§ What you will do
Each record must be repeated exactly. None may be dropped.

---- Data

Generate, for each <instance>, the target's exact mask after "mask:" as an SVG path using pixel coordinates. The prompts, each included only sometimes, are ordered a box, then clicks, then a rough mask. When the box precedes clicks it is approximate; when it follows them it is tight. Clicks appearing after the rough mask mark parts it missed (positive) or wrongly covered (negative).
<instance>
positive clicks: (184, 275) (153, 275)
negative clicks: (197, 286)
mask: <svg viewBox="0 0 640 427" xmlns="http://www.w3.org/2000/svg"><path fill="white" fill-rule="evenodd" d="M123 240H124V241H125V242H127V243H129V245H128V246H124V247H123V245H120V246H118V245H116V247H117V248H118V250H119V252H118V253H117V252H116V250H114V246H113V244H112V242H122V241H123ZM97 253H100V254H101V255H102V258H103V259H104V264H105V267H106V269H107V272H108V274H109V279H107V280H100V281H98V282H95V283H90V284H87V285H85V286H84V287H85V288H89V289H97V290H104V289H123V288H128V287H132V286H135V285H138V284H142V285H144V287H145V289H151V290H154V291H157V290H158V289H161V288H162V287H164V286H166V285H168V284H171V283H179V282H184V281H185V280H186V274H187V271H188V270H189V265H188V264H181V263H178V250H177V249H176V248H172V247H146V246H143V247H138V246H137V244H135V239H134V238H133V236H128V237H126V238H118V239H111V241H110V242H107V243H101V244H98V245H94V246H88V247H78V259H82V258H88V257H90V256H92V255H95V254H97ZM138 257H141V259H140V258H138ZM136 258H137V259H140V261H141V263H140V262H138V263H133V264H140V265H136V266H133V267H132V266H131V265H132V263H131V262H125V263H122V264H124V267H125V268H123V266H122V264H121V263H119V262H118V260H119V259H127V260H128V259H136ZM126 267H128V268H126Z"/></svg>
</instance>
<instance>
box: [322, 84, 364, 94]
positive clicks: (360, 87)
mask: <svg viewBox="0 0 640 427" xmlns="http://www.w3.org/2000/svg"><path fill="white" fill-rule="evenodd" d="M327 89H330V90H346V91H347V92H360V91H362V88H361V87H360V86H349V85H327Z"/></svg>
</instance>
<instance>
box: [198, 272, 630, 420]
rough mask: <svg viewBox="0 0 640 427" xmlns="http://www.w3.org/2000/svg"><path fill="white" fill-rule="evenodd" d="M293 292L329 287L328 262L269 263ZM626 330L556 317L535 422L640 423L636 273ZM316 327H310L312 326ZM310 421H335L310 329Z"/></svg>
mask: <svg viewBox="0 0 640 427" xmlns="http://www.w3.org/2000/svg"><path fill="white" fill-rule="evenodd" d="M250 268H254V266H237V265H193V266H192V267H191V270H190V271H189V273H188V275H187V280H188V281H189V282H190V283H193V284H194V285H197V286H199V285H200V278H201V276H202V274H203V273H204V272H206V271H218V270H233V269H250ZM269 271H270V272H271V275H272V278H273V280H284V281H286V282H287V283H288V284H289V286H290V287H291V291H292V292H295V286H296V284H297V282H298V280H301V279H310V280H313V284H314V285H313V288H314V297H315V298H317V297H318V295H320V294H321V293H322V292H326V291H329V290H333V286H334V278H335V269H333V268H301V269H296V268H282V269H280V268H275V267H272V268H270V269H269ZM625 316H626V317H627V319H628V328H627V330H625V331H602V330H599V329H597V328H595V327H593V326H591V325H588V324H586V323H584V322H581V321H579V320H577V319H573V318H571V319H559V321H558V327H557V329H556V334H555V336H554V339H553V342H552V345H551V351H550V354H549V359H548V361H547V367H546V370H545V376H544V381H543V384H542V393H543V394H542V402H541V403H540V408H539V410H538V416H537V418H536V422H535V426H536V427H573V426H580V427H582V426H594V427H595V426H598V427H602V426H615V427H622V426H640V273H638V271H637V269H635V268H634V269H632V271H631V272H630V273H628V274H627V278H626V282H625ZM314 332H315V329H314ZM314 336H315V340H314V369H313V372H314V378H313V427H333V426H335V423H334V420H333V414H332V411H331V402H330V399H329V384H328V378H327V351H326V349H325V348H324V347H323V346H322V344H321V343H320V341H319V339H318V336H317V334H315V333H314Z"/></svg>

--------

§ Your response
Generate, for each <instance>, the target's exact mask after "mask:" as an SVG path using pixel coordinates. The prompts, each included only sometimes, are ordered a box, then clicks, then a rough mask. When the box precedes clicks it is approximate; when it follows them it is tight. Clicks appearing after the rough mask mark parts it missed (positive) or wrongly covered (negative).
<instance>
positive clicks: (184, 275) (153, 275)
negative clicks: (197, 286)
mask: <svg viewBox="0 0 640 427" xmlns="http://www.w3.org/2000/svg"><path fill="white" fill-rule="evenodd" d="M123 240H124V241H125V242H127V243H129V245H128V246H124V247H123V245H120V246H118V245H116V247H117V248H118V250H119V252H118V253H117V252H116V250H114V246H113V244H112V242H122V241H123ZM97 253H100V254H101V255H102V258H103V259H104V264H105V267H106V269H107V272H108V274H109V279H107V280H100V281H98V282H95V283H90V284H87V285H85V286H84V287H85V288H89V289H97V290H104V289H123V288H128V287H132V286H135V285H138V284H142V285H144V287H145V289H151V290H154V291H157V290H158V289H161V288H162V287H164V286H166V285H168V284H171V283H179V282H184V281H185V280H186V274H187V271H188V270H189V265H188V264H181V263H178V250H177V249H176V248H172V247H146V246H143V247H138V246H137V244H135V239H134V238H133V236H128V237H126V238H118V239H111V241H110V242H107V243H101V244H98V245H94V246H88V247H78V259H82V258H88V257H90V256H92V255H95V254H97ZM138 257H141V259H140V258H138ZM136 258H137V259H140V261H141V263H140V262H138V263H133V264H140V265H136V266H133V267H132V266H131V265H132V263H131V262H125V263H122V264H124V267H125V268H123V266H122V264H121V263H119V262H118V260H119V259H127V260H128V259H136ZM126 267H128V268H126Z"/></svg>
</instance>
<instance>
box: [322, 84, 364, 94]
positive clicks: (360, 87)
mask: <svg viewBox="0 0 640 427" xmlns="http://www.w3.org/2000/svg"><path fill="white" fill-rule="evenodd" d="M327 89H330V90H346V91H347V92H360V91H362V88H361V87H360V86H349V85H327Z"/></svg>
</instance>
<instance>
box: [198, 272, 630, 420]
rough mask: <svg viewBox="0 0 640 427" xmlns="http://www.w3.org/2000/svg"><path fill="white" fill-rule="evenodd" d="M293 292L329 287L328 262L269 263ZM626 330L556 317L535 422L640 423L636 273ZM316 327H310L312 326ZM310 421H335L310 329Z"/></svg>
mask: <svg viewBox="0 0 640 427" xmlns="http://www.w3.org/2000/svg"><path fill="white" fill-rule="evenodd" d="M250 268H254V266H237V265H193V266H192V267H191V270H190V271H189V273H188V275H187V280H188V281H189V282H190V283H193V284H194V285H197V286H199V285H200V278H201V276H202V274H203V273H204V272H206V271H218V270H233V269H250ZM269 271H270V272H271V275H272V278H273V280H284V281H286V282H287V283H288V284H289V286H290V287H291V291H292V292H295V286H296V284H297V282H298V280H301V279H310V280H313V284H314V285H313V288H314V297H315V298H317V297H318V295H320V294H321V293H322V292H326V291H329V290H333V286H334V278H335V269H333V268H301V269H296V268H282V269H280V268H275V267H272V268H270V269H269ZM625 316H626V317H627V319H628V328H627V330H625V331H602V330H599V329H597V328H595V327H593V326H591V325H588V324H586V323H584V322H581V321H579V320H577V319H573V318H571V319H559V321H558V327H557V329H556V334H555V336H554V339H553V342H552V345H551V351H550V354H549V359H548V361H547V367H546V370H545V376H544V381H543V384H542V393H543V394H542V402H541V403H540V408H539V410H538V416H537V418H536V422H535V426H536V427H573V426H580V427H582V426H594V427H595V426H598V427H602V426H615V427H622V426H640V273H638V271H637V269H635V268H634V269H632V271H631V272H630V273H628V274H627V278H626V282H625ZM314 332H315V329H314ZM314 336H315V340H314V369H313V372H314V378H313V427H333V426H335V423H334V420H333V414H332V411H331V402H330V399H329V384H328V378H327V351H326V349H325V348H324V347H323V346H322V344H321V343H320V341H319V339H318V336H317V334H315V333H314Z"/></svg>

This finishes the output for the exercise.